Task: Find every line in the records that contains the word "yellow" and copy each of those lines.

Exercise data:
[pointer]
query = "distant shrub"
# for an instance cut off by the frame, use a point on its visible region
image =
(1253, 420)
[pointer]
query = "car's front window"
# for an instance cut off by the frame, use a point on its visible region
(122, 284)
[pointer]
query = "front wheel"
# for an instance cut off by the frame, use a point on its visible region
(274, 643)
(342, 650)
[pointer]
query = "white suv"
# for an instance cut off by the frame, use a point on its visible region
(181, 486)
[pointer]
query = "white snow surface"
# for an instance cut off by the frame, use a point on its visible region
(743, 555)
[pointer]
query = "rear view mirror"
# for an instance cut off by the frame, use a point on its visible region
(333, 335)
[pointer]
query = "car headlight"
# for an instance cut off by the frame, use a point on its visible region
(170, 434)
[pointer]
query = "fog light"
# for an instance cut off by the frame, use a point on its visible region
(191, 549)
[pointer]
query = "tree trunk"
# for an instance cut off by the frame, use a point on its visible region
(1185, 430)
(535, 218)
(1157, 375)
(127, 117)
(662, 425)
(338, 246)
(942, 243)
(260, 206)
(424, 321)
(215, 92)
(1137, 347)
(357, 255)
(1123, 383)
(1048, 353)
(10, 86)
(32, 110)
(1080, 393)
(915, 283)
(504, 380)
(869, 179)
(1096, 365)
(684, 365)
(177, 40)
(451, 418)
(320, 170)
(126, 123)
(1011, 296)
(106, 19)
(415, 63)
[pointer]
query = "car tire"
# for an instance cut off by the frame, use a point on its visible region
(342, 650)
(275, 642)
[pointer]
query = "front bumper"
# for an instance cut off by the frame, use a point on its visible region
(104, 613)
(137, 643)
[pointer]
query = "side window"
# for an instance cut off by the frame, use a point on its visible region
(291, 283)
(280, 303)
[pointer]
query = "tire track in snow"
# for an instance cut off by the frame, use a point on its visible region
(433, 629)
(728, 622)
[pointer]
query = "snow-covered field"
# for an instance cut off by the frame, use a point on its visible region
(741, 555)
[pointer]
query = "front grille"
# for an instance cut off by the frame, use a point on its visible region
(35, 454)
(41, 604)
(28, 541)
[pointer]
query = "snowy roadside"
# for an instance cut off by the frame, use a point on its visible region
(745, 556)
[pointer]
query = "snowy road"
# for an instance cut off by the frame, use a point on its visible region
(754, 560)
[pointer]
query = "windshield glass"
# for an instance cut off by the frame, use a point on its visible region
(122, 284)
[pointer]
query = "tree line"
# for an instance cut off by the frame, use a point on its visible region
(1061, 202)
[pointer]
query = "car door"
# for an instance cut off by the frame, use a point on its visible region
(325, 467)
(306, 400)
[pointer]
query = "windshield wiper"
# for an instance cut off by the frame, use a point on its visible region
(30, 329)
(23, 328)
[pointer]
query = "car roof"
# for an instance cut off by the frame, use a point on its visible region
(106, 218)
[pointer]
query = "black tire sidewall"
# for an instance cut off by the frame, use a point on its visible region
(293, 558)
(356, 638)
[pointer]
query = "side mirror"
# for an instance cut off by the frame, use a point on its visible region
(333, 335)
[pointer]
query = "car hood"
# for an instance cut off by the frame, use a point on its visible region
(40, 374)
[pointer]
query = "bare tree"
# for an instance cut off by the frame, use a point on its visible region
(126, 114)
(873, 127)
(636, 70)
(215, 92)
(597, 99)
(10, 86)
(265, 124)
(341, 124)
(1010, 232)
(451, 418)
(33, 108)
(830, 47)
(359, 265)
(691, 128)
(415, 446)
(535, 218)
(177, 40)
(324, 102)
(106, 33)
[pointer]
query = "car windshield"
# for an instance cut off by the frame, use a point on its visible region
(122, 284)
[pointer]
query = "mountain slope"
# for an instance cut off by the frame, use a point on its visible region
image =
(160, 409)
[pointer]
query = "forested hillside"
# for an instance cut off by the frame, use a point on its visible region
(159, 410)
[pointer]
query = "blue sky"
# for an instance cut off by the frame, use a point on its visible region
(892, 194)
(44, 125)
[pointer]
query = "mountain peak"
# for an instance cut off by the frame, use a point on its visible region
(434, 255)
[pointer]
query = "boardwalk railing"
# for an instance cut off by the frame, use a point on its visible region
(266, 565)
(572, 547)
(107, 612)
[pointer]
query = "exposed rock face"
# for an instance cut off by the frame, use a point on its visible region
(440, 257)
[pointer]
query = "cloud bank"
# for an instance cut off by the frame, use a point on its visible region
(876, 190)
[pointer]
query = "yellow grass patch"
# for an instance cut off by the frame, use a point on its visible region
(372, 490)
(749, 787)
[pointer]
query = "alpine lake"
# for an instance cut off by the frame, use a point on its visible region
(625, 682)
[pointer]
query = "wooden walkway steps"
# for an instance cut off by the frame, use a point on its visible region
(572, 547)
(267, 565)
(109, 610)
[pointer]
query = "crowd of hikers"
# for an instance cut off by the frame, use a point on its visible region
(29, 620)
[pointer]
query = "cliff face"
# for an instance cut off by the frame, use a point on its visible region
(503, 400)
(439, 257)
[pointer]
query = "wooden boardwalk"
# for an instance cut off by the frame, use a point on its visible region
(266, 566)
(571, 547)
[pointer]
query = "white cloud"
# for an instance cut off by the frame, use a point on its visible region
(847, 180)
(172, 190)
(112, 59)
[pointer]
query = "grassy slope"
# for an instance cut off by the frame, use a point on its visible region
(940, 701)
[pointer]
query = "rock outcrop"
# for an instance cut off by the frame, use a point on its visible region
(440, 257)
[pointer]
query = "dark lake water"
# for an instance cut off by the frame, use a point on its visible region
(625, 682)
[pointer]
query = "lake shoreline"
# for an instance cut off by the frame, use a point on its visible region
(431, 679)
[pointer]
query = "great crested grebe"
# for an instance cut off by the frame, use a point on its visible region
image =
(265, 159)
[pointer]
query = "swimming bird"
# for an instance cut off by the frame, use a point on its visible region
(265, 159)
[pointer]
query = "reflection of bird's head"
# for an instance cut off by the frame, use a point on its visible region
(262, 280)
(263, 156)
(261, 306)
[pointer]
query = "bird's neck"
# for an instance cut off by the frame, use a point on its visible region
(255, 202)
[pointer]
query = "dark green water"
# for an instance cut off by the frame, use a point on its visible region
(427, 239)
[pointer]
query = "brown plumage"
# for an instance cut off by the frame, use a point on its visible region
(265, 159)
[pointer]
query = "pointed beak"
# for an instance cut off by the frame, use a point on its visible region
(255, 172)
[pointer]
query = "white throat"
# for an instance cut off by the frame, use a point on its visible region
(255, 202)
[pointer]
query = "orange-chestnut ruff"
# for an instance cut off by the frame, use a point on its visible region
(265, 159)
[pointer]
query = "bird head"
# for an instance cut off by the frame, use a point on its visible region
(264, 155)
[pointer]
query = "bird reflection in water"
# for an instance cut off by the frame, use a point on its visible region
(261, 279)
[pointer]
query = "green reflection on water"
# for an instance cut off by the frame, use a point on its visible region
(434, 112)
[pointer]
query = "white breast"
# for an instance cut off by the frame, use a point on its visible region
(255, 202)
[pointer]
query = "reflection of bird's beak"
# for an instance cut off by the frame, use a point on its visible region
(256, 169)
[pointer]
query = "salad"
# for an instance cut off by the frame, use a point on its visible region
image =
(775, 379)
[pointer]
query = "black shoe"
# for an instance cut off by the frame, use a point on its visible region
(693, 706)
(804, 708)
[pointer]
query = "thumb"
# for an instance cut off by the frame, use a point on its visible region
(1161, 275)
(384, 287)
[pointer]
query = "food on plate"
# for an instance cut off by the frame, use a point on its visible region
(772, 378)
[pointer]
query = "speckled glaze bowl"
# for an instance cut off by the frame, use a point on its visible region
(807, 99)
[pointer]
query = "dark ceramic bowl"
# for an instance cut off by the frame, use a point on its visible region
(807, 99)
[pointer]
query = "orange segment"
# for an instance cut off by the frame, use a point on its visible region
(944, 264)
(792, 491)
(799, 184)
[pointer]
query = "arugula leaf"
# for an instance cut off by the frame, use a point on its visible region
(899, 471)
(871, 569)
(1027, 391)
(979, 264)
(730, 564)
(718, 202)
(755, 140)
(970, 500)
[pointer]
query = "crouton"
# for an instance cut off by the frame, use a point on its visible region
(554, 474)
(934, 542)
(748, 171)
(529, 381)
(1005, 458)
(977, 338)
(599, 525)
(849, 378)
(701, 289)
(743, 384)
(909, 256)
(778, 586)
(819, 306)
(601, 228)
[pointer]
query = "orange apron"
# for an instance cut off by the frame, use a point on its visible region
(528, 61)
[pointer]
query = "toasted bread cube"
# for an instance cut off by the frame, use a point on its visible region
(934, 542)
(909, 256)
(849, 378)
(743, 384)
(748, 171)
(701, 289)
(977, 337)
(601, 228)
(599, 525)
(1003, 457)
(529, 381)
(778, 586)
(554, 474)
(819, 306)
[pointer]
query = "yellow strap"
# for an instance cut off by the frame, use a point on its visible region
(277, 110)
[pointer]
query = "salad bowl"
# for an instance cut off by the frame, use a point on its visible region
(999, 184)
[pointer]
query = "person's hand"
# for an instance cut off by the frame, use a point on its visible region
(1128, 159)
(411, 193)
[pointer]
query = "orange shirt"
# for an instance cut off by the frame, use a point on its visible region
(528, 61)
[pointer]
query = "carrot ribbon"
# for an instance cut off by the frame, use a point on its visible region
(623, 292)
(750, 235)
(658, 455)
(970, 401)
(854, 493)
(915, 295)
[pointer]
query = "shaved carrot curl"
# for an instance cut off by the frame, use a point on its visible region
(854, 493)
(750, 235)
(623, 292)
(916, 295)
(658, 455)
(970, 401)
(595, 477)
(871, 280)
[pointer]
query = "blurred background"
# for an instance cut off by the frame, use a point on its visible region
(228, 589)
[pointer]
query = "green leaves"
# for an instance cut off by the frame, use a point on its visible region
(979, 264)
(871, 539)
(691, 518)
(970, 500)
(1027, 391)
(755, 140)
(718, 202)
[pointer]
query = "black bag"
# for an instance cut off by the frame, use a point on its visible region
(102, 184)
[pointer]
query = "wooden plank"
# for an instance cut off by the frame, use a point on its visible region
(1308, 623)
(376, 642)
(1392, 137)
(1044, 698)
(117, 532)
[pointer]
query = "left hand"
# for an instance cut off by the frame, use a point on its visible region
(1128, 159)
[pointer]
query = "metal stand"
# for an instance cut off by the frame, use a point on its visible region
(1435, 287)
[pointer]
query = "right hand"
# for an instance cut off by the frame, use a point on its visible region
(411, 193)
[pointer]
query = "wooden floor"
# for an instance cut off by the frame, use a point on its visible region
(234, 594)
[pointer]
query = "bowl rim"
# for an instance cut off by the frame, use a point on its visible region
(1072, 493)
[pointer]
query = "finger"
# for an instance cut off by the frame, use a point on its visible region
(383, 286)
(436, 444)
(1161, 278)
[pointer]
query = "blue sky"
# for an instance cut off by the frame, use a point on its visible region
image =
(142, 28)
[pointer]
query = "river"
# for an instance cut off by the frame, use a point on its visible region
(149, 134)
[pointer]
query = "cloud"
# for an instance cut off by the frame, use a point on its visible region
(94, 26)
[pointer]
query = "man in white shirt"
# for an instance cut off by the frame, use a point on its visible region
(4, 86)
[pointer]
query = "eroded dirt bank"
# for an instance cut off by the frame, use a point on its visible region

Response for this exercise:
query = "yellow grass patch"
query = "yellow strap"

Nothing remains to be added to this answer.